LISTED ENTRIES:
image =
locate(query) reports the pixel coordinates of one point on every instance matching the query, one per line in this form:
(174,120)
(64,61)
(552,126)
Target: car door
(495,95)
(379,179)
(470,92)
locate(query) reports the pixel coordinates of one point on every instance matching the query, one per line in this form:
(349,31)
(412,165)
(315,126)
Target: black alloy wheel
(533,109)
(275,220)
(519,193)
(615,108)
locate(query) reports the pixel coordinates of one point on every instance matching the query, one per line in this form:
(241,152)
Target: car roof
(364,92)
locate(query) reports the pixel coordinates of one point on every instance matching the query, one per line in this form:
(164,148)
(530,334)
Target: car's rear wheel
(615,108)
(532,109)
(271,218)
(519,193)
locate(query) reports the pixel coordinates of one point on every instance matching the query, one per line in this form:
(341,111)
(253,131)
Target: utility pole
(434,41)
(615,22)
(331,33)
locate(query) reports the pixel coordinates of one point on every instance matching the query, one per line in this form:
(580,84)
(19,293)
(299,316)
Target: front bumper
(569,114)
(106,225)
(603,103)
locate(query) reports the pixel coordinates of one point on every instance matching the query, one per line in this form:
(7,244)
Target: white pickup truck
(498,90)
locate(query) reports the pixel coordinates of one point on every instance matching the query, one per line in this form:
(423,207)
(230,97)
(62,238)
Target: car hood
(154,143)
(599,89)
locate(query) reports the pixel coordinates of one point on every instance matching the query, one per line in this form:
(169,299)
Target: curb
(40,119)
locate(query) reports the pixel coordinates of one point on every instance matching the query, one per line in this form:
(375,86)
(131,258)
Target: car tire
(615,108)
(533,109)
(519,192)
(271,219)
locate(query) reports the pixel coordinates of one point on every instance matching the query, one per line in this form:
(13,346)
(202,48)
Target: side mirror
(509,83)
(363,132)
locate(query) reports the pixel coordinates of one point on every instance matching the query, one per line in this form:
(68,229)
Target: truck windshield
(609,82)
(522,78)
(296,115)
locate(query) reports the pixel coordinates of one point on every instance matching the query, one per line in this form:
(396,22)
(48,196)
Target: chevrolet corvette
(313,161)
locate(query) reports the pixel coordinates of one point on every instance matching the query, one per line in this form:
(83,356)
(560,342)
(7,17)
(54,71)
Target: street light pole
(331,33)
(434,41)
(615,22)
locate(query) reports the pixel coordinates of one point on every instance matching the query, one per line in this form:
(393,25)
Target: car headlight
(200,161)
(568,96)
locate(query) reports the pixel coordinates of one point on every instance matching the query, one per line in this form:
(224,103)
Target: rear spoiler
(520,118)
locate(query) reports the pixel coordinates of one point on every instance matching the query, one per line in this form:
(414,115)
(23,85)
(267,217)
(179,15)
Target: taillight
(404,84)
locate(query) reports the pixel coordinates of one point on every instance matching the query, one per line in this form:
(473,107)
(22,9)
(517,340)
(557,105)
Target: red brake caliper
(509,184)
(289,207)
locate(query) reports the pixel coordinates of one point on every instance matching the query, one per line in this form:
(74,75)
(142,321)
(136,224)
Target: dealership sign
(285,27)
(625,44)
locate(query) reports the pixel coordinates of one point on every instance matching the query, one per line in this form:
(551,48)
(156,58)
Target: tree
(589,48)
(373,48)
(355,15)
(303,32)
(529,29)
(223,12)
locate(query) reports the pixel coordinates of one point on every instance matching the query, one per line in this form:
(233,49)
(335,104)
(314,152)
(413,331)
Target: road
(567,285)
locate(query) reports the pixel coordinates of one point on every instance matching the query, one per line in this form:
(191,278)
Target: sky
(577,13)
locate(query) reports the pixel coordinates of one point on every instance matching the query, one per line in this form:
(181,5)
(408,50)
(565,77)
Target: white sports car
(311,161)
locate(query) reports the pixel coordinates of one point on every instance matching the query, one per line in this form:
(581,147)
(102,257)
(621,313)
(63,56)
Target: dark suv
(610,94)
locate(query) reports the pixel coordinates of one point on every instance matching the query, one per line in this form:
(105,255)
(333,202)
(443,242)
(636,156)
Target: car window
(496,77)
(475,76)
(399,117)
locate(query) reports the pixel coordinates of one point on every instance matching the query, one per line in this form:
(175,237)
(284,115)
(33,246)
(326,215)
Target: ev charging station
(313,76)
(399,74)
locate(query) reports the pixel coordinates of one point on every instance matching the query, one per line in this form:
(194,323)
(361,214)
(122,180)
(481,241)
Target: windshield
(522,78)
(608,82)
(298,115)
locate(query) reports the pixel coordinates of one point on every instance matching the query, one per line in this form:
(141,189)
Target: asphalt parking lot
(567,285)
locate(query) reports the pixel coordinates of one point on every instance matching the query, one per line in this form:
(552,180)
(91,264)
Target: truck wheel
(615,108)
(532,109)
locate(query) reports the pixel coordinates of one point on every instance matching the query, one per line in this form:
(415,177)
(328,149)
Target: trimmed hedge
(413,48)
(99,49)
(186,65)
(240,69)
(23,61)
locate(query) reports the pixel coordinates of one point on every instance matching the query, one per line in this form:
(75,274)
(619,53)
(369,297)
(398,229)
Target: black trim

WHAT THE TASK ASKS: Please output every line shown above exactly.

ANSWER TO THE EXERCISE:
image =
locate(query) reports the pixel coordinates of one point on every instance matching the query, one per line in this form:
(174,120)
(64,61)
(552,126)
Target: car door
(495,95)
(379,179)
(470,92)
locate(query) reports the pixel coordinates of one point on every instance matching the query, one per line in this form:
(349,31)
(412,165)
(315,126)
Target: black alloy wheel
(533,109)
(275,220)
(519,193)
(615,108)
locate(query) reports the pixel coordinates of one point on every instance matching the query, one per line in this form:
(241,152)
Target: car roof
(364,92)
locate(query) reports the pixel coordinates of one point on every instance matching the query, one per line in this form:
(164,148)
(530,334)
Target: car's rear wheel
(615,108)
(532,109)
(271,218)
(519,193)
locate(query) reports the pixel coordinates of one point on every instance matching the query, one per line in this form:
(341,111)
(253,131)
Target: utility pole
(434,41)
(615,22)
(331,33)
locate(query) reports the pixel coordinates of one point on every instance matching the query, one per line in this form:
(580,84)
(19,293)
(299,316)
Target: front bumper
(569,114)
(106,225)
(603,103)
locate(query) reports the pixel coordinates of one point on every instance matching the query, one per line in this form:
(7,244)
Target: white pickup truck
(498,90)
locate(query) reports the pixel coordinates of one point on every instance matching the query, one per line in this form:
(423,207)
(230,97)
(62,238)
Target: car hood
(154,143)
(599,89)
locate(query) reports the pixel coordinates of one point on every instance matching the query, one per line in this form:
(169,299)
Target: curb
(40,119)
locate(query) reports the pixel coordinates of one point on every instance matching the query, one per line in this form:
(375,86)
(131,258)
Target: car tire
(615,108)
(533,109)
(519,192)
(271,219)
locate(query) reports the pixel coordinates of one point on every instance matching the query, one per line in this form:
(13,346)
(202,48)
Target: side mirror
(509,83)
(363,132)
locate(query) reports the pixel coordinates of one point on every instance matching the query, one per line in this form:
(68,229)
Target: truck windshield
(609,82)
(522,78)
(296,115)
locate(query) reports the pixel coordinates of one point on every instance matching the query, one per line in this form:
(396,22)
(48,196)
Target: chevrolet corvette
(313,161)
locate(query) reports the pixel coordinates of one point on every instance matching the query, one per line in this form:
(83,356)
(560,342)
(7,17)
(54,71)
Target: street light pole
(331,33)
(434,41)
(615,22)
locate(query) reports the pixel coordinates of one point on every instance matching the query, one per line in this form:
(393,25)
Target: car headlight
(200,161)
(568,96)
locate(query) reports the pixel coordinates of one point on every instance matching the query, one per line in this form:
(224,103)
Target: rear spoiler
(520,118)
locate(query) reports the pixel coordinates of one point on every instance matching the query, one per line in this form:
(414,115)
(23,85)
(267,217)
(179,15)
Target: taillight
(404,84)
locate(query) reports the pixel coordinates of one point on every instance matching the query, one per line in this form:
(473,107)
(22,9)
(517,340)
(557,105)
Target: red brake caliper
(509,184)
(289,207)
locate(query) reports the pixel coordinates of one point on every instance matching the query, one per line in this form:
(74,75)
(142,321)
(136,224)
Target: dealership sign
(285,27)
(625,44)
locate(query) reports the pixel coordinates of one point on every instance matching the query, one per line in this form:
(551,48)
(156,58)
Target: tree
(589,48)
(373,48)
(355,15)
(303,32)
(529,29)
(223,12)
locate(query) reports the pixel coordinates of one point on every instance matching the query, one per line in this form:
(233,49)
(335,104)
(314,152)
(413,331)
Target: road
(567,285)
locate(query) reports the pixel coordinates of one point on every instance matching the query, one per line in this form:
(191,278)
Target: sky
(577,13)
locate(query) reports the pixel coordinates of one point on every instance matching the query, one per line in this form:
(181,5)
(408,50)
(565,77)
Target: white sports car
(311,161)
locate(query) reports the pixel coordinates of one point on every instance matching the query, one per line in this form:
(581,147)
(102,257)
(621,313)
(63,56)
Target: dark suv
(610,94)
locate(query) reports the pixel coordinates of one point on every instance matching the query, one per line in this form:
(105,255)
(333,202)
(443,242)
(636,156)
Target: car window
(496,77)
(475,76)
(399,117)
locate(query) reports the pixel coordinates of one point on every instance matching the query, one per line in this form:
(175,237)
(284,115)
(33,246)
(326,215)
Target: ev charging station
(313,76)
(399,74)
locate(query) reports the pixel coordinates of one point on every instance matching the query, one per line in this form:
(194,323)
(361,214)
(122,180)
(481,241)
Target: windshield
(522,78)
(608,82)
(298,115)
locate(query) reports the pixel coordinates of one point on every instance matching the query, one per line in this form:
(141,189)
Target: asphalt parking lot
(567,285)
locate(query) reports the pixel coordinates of one point on every instance matching the query, one per line in this form:
(552,180)
(91,264)
Target: truck wheel
(615,108)
(532,109)
locate(query) reports the pixel coordinates of one point on every instance matching the query, one per line in this form:
(415,177)
(328,149)
Target: trimmed hedge
(413,48)
(99,49)
(186,65)
(240,69)
(23,61)
locate(query) reports the pixel coordinates of one point on every instance matching the query, one per line in this form:
(75,274)
(619,53)
(369,297)
(398,229)
Target: black trim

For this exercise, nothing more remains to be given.